Task description: Every word of every entry must be retyped exactly.

Given information:
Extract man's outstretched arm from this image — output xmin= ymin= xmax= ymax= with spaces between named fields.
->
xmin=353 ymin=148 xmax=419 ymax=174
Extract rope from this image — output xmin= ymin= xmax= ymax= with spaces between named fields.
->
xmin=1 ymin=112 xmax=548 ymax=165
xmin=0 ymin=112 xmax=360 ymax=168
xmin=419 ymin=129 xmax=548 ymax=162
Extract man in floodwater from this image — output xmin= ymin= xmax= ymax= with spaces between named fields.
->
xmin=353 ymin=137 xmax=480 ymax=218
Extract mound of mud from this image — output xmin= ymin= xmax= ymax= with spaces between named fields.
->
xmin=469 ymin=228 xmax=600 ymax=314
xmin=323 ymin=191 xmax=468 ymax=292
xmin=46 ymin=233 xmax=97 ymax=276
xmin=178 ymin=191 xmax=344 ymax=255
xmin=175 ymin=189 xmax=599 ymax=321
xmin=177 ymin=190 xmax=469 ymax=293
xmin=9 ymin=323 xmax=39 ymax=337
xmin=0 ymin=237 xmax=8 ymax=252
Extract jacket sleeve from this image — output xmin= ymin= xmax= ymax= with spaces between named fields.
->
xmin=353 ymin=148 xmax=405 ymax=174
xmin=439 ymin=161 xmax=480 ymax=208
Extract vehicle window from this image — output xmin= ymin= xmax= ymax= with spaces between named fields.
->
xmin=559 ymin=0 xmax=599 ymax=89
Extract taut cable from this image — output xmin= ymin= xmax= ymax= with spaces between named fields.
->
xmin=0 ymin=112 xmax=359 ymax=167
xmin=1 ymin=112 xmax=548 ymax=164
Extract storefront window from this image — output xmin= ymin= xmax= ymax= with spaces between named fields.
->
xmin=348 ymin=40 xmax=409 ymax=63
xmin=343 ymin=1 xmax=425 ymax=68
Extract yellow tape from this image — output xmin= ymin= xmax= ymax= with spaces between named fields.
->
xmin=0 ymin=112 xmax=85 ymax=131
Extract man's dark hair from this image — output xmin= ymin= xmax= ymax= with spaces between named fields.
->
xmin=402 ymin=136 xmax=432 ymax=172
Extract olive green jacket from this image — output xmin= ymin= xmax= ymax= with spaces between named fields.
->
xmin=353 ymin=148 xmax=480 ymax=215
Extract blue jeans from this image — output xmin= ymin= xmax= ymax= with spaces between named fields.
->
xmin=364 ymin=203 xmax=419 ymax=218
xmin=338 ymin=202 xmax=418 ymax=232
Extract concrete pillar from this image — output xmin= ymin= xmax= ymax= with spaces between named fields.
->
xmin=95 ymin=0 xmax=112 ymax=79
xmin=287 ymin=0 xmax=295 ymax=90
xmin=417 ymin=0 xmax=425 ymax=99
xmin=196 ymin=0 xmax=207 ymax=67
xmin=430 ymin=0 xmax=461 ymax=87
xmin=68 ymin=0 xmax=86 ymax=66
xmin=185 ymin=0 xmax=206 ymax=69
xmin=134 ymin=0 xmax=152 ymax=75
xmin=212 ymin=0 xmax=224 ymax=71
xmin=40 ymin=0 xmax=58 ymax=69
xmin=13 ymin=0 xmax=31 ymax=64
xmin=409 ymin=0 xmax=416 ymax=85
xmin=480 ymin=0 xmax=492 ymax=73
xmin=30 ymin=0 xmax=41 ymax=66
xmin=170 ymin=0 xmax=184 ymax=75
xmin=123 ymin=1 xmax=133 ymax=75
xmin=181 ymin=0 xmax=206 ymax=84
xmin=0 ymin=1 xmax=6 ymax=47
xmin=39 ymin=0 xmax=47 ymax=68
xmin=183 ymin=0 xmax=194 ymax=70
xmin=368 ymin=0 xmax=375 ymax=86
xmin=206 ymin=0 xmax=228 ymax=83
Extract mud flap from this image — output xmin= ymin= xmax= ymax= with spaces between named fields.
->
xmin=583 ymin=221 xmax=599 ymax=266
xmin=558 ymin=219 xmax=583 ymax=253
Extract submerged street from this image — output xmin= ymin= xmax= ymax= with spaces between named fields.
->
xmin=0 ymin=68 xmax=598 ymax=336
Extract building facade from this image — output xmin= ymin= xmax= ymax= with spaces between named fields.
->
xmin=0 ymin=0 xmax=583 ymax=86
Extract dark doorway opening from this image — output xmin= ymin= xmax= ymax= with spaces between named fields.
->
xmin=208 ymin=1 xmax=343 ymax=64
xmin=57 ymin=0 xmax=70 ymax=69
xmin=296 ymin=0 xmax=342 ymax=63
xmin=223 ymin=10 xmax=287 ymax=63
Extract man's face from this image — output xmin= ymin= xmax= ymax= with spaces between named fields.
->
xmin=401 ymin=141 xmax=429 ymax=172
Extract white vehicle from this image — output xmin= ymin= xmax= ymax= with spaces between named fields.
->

Output for this task:
Extract man's outstretched arm from this image — output xmin= ymin= xmax= ymax= with spaces between named fields.
->
xmin=353 ymin=148 xmax=419 ymax=174
Extract rope from this image — output xmin= ymin= xmax= ymax= with spaces between named fields.
->
xmin=1 ymin=112 xmax=548 ymax=165
xmin=0 ymin=112 xmax=360 ymax=168
xmin=419 ymin=129 xmax=548 ymax=162
Extract man in floodwater from this image — output xmin= ymin= xmax= ymax= with spaces between named fields.
->
xmin=353 ymin=137 xmax=480 ymax=218
Extract mound of mud from this image — output xmin= ymin= xmax= ymax= with spaces between named fields.
->
xmin=469 ymin=228 xmax=600 ymax=314
xmin=323 ymin=191 xmax=468 ymax=292
xmin=46 ymin=233 xmax=97 ymax=276
xmin=178 ymin=191 xmax=344 ymax=255
xmin=175 ymin=189 xmax=599 ymax=321
xmin=177 ymin=190 xmax=469 ymax=293
xmin=9 ymin=323 xmax=39 ymax=337
xmin=0 ymin=237 xmax=8 ymax=252
Extract jacket sleeve from this image — output xmin= ymin= xmax= ymax= with spaces between named fields.
->
xmin=353 ymin=148 xmax=405 ymax=174
xmin=439 ymin=161 xmax=480 ymax=208
Extract vehicle window from this image — output xmin= ymin= xmax= ymax= with spaces between named fields.
->
xmin=559 ymin=0 xmax=599 ymax=89
Extract taut cable from this image — output xmin= ymin= xmax= ymax= with spaces between named fields.
->
xmin=0 ymin=112 xmax=359 ymax=167
xmin=1 ymin=112 xmax=548 ymax=164
Extract storefront window from this image — output xmin= ymin= xmax= ymax= with spaces between named fields.
->
xmin=348 ymin=40 xmax=409 ymax=63
xmin=343 ymin=1 xmax=425 ymax=68
Extract yellow tape from this image — output xmin= ymin= xmax= ymax= with spaces between named fields.
->
xmin=0 ymin=112 xmax=85 ymax=131
Extract man's dark hair from this image — output xmin= ymin= xmax= ymax= with spaces between named fields.
->
xmin=402 ymin=136 xmax=432 ymax=172
Extract olive green jacket from this image — output xmin= ymin= xmax= ymax= with spaces between named fields.
->
xmin=353 ymin=148 xmax=480 ymax=215
Extract blue jeans from this image — output xmin= ymin= xmax= ymax= with spaces between named fields.
->
xmin=364 ymin=203 xmax=419 ymax=218
xmin=338 ymin=202 xmax=418 ymax=232
Extract concrete pillar from this image — output xmin= ymin= xmax= ymax= with spaces between named fields.
->
xmin=95 ymin=0 xmax=112 ymax=79
xmin=287 ymin=0 xmax=295 ymax=90
xmin=417 ymin=0 xmax=425 ymax=99
xmin=196 ymin=0 xmax=207 ymax=67
xmin=430 ymin=0 xmax=461 ymax=87
xmin=68 ymin=0 xmax=86 ymax=66
xmin=185 ymin=0 xmax=206 ymax=69
xmin=134 ymin=0 xmax=152 ymax=75
xmin=212 ymin=0 xmax=224 ymax=71
xmin=40 ymin=0 xmax=58 ymax=69
xmin=13 ymin=0 xmax=31 ymax=64
xmin=409 ymin=0 xmax=416 ymax=85
xmin=480 ymin=0 xmax=492 ymax=73
xmin=30 ymin=0 xmax=41 ymax=66
xmin=170 ymin=0 xmax=184 ymax=75
xmin=123 ymin=1 xmax=133 ymax=75
xmin=181 ymin=0 xmax=206 ymax=84
xmin=0 ymin=1 xmax=6 ymax=47
xmin=39 ymin=0 xmax=47 ymax=68
xmin=183 ymin=0 xmax=194 ymax=70
xmin=368 ymin=0 xmax=375 ymax=86
xmin=206 ymin=0 xmax=228 ymax=83
Extract mud flap from this image — output xmin= ymin= xmax= ymax= with spaces between named fields.
->
xmin=583 ymin=221 xmax=599 ymax=266
xmin=558 ymin=219 xmax=583 ymax=253
Extract submerged street from this image — output xmin= ymin= xmax= ymax= with spaces between named fields.
->
xmin=0 ymin=68 xmax=598 ymax=336
Extract building facade from this image — output xmin= ymin= xmax= ymax= with spaces between named fields.
->
xmin=0 ymin=0 xmax=583 ymax=86
Extract dark doorway opening from this image — output xmin= ymin= xmax= ymax= with spaces between named fields.
->
xmin=208 ymin=1 xmax=343 ymax=64
xmin=57 ymin=0 xmax=70 ymax=69
xmin=296 ymin=0 xmax=342 ymax=63
xmin=223 ymin=10 xmax=287 ymax=63
Extract man's face from this image — output xmin= ymin= xmax= ymax= with spaces between named fields.
->
xmin=401 ymin=141 xmax=429 ymax=172
Extract white vehicle from this image — output xmin= ymin= xmax= ymax= with spaces between named fields.
->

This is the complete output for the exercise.